Source extract:
Addressing the Need for More Data

DL models need to be fed with more diverse data to improve the model generalization. In such situations, Data Augmentation can be quite helpful in increasing the size of the dataset, although having more data remains the preferred solution. Especially in computer vision applications, the model needs to deal with different tasks related to image processing like image classification and segmentation, and object detection. But the main requirement for these is the requirement of large volumes of data.

Use of Data Augmentation

If a DL model is trained on a large number of observations, it is likely that it will be highly accurate. So, data scientists in organizations use Data Augmentation to increase the size of the existing dataset for training the DL model. Data Augmentation techniques are quite popular in computer vision applications but are equally powerful for NLP.

In image classification, it involves the use of image manipulation techniques like cropping, rotating, and flipping to be used over the images to increase the data size. Similarly, in text data augmentation, an expanded data set can be achieved by replacing words or phrases with synonyms by consciously paying attention to the grammar rules.

How Does it Affect the Model Training Process?

It is widely known that having inadequate training data results in poor approximation. An over-constrained model will likely underfit the limited training dataset, while an under-constrained model would likely overfit the training data, resulting in poor performance in both cases. It is also possible that during the training phase, a DL model will perform well on limited and similar data, but the same, when deployed for testing on real-life data with a variety of samples, yields poor accuracy and provides incorrect predictions. With Data Augmentation, a predictive model can be exposed to additional diverse data than before and, in theory, should enable the DL model to learn better. Training the model on additional data can result in a few percent increase in accuracy (or any other metric) if there is sufficient data to train in the first place.

Problem description:
Return the passage on data augmentation word for word, everything from "Addressing the Need" down to "volumes of data.". The items that follow the passage on data augmentation play no part in the work.

Information given:
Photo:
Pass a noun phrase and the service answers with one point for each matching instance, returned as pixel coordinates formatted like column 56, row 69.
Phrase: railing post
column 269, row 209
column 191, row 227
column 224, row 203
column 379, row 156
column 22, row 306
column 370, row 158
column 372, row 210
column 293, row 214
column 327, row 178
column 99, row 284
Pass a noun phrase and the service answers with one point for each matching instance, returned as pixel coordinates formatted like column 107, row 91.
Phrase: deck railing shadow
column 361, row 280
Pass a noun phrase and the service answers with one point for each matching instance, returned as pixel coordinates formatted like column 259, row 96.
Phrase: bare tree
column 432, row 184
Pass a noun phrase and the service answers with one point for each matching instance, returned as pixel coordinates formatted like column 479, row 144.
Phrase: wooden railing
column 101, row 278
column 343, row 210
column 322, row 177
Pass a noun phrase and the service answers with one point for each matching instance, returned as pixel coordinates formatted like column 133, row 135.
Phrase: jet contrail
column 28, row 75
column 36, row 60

Response:
Addressing the Need for More Data

DL models need to be fed with more diverse data to improve the model generalization. In such situations, Data Augmentation can be quite helpful in increasing the size of the dataset, although having more data remains the preferred solution. Especially in computer vision applications, the model needs to deal with different tasks related to image processing like image classification and segmentation, and object detection. But the main requirement for these is the requirement of large volumes of data.